» How to complete this task: Select the lines of the records containing the word "instance" and list them.

(Information shown Opens)

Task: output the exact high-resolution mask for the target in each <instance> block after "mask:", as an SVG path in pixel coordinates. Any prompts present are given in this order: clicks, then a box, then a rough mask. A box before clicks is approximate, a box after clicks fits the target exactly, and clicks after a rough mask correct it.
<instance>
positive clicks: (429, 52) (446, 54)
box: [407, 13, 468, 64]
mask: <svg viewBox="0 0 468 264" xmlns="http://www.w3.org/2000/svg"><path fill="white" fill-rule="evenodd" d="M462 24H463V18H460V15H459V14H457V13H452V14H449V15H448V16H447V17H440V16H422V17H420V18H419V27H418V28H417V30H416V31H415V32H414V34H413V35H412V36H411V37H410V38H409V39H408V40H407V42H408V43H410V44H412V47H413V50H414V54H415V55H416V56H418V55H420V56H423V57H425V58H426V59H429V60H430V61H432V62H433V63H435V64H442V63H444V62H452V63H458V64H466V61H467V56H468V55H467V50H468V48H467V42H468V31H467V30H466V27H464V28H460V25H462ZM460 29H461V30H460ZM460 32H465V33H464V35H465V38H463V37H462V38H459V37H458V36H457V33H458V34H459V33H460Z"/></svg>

(Information shown Closes)

» Written solution:
Task: output the exact high-resolution mask for the target in each <instance> block after "mask:", as an SVG path in pixel coordinates. Any prompts present are given in this order: clicks, then a box, then a rough mask. A box before clicks is approximate, a box after clicks fits the target exactly, and clicks after a rough mask correct it.
<instance>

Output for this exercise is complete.